April 17, 1998


 

Searching for the link between panic and asthma

GEOFF MCMASTER
Folio Staff

Six years ago, Alanna thought she was having just another asthma attack. It was a particularly stressful time in her life, and her asthma was "out of control." So when her heart started racing, her palms started sweating, and she was struck with intense fear one day at school, she naturally assumed her lungs must be seizing up as well.

When she was taken to the school nurse's office, however, something didn't fit the picture. Strangely, her lungs were absolutely clear. "With an asthma attack there would be the wheezing, the coughing, but that was missing," says Alanna (who asked not to be identified by her last name).

"My heart was racing, I had trouble breathing, I was feeling frightened, and I was really warm, except when I did take a breath the air went in. With asthma the air won't go in."

As it turned out, what Alanna was experiencing was not asthma at all. It was her first panic attack, a terrifying symptom of what is now classified as panic disorder.

[Saved entries]

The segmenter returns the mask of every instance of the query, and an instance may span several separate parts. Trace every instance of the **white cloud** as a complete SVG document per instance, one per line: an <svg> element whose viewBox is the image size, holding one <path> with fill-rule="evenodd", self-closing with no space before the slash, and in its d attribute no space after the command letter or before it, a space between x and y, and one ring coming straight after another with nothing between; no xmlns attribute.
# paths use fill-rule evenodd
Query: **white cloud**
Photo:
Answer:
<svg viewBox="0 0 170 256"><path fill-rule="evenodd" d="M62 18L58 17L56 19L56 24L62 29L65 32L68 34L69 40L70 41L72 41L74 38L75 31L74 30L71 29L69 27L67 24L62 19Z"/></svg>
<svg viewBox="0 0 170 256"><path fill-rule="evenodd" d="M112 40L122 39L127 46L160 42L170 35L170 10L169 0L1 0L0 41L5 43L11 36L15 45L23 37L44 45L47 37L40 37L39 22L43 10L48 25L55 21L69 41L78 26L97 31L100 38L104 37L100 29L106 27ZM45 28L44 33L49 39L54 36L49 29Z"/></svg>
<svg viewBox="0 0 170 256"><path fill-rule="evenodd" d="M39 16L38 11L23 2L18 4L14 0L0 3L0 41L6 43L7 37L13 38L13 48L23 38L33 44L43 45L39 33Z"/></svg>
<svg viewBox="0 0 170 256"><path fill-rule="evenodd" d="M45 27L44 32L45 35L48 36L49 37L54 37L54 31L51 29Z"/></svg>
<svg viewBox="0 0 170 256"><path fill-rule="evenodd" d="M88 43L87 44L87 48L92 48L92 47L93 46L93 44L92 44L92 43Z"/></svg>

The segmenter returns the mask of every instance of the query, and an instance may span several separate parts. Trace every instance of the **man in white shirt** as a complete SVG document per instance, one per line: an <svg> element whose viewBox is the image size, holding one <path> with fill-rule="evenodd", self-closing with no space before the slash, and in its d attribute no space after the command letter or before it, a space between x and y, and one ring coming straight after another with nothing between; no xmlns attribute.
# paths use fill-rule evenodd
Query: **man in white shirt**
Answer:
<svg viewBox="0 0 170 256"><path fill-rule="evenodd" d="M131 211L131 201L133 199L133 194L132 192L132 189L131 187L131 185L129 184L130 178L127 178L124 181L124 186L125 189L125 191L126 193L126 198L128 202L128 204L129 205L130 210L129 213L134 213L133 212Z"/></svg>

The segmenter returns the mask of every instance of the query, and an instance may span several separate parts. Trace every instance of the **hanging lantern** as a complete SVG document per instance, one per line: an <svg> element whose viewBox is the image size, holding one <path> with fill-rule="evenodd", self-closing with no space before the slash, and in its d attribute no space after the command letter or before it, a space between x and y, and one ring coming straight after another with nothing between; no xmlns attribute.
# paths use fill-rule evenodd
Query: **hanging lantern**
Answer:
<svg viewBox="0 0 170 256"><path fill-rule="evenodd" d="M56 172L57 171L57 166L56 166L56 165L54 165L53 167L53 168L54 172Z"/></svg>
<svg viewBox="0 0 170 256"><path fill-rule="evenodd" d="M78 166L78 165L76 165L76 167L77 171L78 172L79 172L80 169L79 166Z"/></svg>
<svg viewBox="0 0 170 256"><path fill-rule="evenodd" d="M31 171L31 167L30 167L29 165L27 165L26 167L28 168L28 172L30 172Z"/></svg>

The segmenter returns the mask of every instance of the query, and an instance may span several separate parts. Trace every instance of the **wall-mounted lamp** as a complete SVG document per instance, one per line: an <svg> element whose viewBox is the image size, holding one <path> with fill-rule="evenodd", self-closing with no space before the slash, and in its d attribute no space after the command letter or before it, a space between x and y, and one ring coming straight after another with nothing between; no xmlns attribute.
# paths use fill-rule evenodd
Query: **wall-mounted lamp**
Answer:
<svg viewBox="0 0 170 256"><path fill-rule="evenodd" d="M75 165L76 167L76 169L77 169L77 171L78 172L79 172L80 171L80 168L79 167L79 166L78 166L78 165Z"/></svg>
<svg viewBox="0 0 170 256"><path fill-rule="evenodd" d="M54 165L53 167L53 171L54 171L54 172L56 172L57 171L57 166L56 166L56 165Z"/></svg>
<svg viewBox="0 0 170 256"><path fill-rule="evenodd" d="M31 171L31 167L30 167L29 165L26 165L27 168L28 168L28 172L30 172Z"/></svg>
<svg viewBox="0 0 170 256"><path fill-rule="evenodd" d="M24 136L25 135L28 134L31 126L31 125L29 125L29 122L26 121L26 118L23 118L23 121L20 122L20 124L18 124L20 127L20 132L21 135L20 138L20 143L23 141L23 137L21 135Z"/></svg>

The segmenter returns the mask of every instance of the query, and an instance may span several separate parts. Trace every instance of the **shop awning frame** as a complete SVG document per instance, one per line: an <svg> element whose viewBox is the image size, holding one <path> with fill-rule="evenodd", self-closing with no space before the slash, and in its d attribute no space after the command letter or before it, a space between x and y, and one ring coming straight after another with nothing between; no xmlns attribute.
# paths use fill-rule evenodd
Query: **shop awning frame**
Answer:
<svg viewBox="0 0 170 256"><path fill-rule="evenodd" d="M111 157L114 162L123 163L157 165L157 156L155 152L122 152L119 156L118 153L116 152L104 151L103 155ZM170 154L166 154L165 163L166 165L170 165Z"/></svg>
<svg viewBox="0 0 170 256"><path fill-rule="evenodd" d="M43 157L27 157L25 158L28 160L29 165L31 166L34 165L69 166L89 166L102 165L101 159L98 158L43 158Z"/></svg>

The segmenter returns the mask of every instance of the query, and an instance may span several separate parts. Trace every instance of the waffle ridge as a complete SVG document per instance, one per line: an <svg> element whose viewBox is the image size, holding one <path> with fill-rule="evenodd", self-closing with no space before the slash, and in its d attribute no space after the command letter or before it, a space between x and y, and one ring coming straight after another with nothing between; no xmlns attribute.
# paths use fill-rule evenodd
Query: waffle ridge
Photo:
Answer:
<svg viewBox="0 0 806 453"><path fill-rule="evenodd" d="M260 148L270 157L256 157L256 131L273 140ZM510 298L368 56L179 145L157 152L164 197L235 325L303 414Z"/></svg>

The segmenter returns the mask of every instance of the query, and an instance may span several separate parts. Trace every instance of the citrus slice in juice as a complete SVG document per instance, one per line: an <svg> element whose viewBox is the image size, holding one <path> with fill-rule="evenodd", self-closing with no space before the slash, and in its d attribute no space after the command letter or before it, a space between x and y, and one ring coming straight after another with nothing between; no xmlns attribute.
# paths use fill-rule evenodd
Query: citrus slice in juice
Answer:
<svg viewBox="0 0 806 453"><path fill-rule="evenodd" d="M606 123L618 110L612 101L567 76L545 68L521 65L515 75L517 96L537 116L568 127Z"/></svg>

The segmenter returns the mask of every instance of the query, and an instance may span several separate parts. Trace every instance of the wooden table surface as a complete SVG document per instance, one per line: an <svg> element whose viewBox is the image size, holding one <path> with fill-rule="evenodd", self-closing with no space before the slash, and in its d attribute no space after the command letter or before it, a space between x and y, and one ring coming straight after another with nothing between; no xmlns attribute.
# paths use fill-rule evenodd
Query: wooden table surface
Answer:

**Exercises to complete**
[1] Answer these questions using the article on panic and asthma:
(a) How many years ago did Alanna believe she was having another asthma attack?
(b) Where was Alanna taken when the episode happened at school?
(c) According to the article, what was Alanna actually experiencing?
[2] Revise the passage of the article on panic and asthma that starts at the words "GEOFF MCMASTER" and ends after "up as well.", swapping "stressful" for "hectic".
[3] Write the next part of the article on panic and asthma, starting after its final sentence.

**Exercise answers**
[1]
(a) Six years ago.
(b) To the school nurse's office.
(c) Her first panic attack.

[2]
GEOFF MCMASTER
Folio Staff

Six years ago, Alanna thought she was having just another asthma attack. It was a particularly hectic time in her life, and her asthma was "out of control." So when her heart started racing, her palms started sweating, and she was struck with intense fear one day at school, she naturally assumed her lungs must be seizing up as well.

[3]
The combination of asthma and panic disorder is more than anybody needs, but it's not as rare as it might seem, or until recently, many in the medical community were willing to admit. New research shows that 10 per cent of those with asthma suffer from panic disorder, and as many as 38 per cent suffer from some form of anxiety disorder, says Dr. Terry Davis in the Faculty of Nursing. That's compared to one per cent and about six per cent respectively in the general population.

According to Davis and her colleague, Dr. Carolyn Ross, these high numbers mean everyone with asthma should be screened for symptoms of anxiety, and certainly for panic disorder. If left untreated, says Davis, panic disorder on its own can -- in between 40 to 60 per cent of cases -- produce secondary depression and agoraphobia.

Davis and Ross say they aren't sure why those who suffer from asthma appear to have a predisposition to anxiety disorder. It may be natural for anyone to become anxious during the onset of an asthma attack, says Davis, but anxiety disorder is "qualitatively different," so when coupled with severe asthma, the consequences can be life threatening.

"It's well recognized that anxiety can exacerbate ... the bronchial constriction that occurs with asthma," says Ross. "We're hoping that by treating panic we can reduce the number of emergency visits."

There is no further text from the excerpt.